>> start Data to use
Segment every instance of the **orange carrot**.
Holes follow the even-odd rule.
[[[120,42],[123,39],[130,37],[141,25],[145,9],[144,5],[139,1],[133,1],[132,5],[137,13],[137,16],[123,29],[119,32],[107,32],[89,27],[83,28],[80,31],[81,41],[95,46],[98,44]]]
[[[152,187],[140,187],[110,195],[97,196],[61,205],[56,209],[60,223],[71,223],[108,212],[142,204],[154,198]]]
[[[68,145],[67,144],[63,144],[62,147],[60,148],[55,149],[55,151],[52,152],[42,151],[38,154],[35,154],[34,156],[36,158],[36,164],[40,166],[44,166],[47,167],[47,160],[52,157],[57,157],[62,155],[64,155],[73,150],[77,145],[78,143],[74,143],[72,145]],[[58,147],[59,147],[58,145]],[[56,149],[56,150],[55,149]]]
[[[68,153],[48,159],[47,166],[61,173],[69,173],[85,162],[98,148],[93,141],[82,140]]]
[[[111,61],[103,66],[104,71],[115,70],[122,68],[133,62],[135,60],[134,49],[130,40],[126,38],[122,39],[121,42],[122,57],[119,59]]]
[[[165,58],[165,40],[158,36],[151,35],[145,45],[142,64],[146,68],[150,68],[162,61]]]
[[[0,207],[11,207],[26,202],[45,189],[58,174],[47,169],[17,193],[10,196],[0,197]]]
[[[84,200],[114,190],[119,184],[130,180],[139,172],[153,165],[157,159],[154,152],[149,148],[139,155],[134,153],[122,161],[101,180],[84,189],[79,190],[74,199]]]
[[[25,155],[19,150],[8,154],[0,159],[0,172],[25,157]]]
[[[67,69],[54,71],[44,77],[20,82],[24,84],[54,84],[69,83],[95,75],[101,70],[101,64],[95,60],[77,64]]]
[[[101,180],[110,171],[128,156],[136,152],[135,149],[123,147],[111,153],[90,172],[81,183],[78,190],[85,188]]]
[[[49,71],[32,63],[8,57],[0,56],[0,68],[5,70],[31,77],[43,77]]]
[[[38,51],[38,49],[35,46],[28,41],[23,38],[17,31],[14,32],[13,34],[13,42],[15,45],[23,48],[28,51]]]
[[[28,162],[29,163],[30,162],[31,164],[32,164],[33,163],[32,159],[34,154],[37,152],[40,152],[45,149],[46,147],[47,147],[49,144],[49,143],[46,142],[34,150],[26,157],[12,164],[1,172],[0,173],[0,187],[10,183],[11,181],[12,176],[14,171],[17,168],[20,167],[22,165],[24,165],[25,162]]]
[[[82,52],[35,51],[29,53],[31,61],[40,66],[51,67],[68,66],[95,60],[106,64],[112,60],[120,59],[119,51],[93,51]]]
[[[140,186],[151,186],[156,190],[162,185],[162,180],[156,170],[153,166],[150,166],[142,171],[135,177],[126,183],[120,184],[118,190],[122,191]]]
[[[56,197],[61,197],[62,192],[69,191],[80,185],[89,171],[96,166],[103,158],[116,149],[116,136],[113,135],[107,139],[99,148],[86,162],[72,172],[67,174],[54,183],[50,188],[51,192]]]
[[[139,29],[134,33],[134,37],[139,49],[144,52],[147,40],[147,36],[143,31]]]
>> end Data to use
**Exercise objective:** Find each line in the data above that contains the word "Segment", with case counting, and copy those lines.

**Full solution:**
Segment every instance of the **orange carrot**.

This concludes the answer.